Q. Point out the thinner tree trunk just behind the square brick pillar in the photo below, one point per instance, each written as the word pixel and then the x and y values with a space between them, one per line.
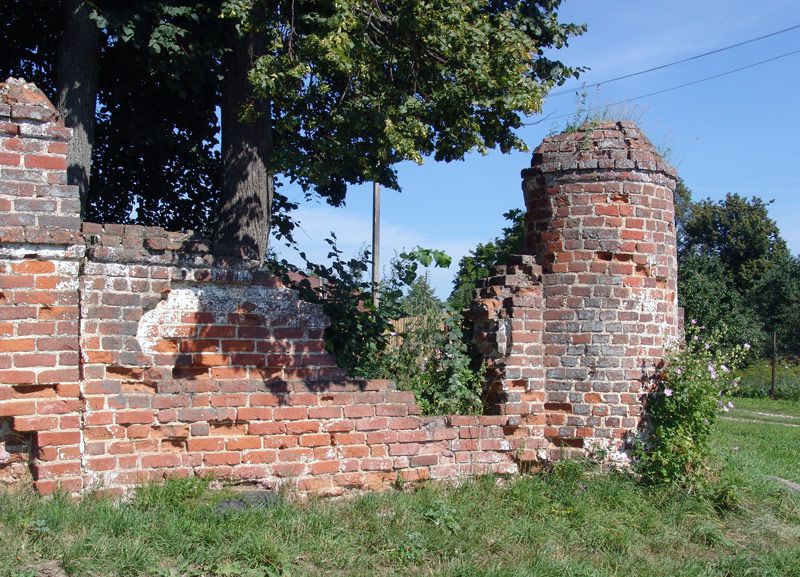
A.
pixel 78 72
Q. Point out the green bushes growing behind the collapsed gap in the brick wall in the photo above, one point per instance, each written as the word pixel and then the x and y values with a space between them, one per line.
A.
pixel 432 360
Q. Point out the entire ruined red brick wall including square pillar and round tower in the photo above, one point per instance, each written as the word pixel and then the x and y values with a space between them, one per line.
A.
pixel 131 353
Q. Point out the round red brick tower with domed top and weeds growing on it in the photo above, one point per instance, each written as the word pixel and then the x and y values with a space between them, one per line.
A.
pixel 601 222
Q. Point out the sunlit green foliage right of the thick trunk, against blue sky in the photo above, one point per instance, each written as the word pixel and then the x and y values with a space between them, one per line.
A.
pixel 348 89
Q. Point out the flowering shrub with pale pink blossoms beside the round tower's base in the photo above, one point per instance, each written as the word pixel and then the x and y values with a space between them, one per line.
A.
pixel 682 407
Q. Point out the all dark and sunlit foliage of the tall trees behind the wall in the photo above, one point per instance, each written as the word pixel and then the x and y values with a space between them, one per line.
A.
pixel 345 89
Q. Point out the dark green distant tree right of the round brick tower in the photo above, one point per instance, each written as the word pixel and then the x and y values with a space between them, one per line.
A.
pixel 735 268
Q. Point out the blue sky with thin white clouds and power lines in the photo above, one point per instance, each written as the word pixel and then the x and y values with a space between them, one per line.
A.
pixel 739 133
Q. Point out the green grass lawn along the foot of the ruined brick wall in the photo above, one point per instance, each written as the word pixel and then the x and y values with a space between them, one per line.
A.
pixel 572 521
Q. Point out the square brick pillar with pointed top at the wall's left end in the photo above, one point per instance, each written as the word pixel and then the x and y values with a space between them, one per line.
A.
pixel 40 251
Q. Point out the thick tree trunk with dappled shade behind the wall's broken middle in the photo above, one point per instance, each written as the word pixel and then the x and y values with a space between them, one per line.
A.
pixel 247 184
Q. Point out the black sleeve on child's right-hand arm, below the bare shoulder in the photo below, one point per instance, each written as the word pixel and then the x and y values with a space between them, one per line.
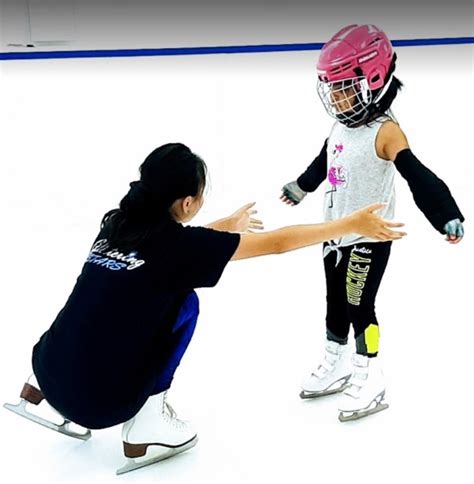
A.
pixel 431 195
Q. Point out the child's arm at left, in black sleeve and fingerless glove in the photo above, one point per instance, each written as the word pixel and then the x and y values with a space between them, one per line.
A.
pixel 294 192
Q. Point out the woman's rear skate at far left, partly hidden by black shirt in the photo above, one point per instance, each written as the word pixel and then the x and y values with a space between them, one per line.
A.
pixel 32 395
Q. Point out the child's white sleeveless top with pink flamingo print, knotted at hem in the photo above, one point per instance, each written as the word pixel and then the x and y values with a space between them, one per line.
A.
pixel 356 177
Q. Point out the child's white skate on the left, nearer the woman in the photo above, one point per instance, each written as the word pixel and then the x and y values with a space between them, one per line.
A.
pixel 331 375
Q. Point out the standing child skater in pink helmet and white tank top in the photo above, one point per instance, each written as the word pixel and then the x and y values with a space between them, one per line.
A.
pixel 357 164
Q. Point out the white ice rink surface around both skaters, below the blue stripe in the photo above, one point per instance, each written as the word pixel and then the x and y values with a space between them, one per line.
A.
******
What you return must match, line for line, the data from the line containing "Q. Point out the white" to its end, both ends included.

Q. Point out the white ice rink surface around both skaters, below the blue stripe in the photo above, one point per instance, each written as the word pixel and then the x and y values with a space between them, one per line.
A.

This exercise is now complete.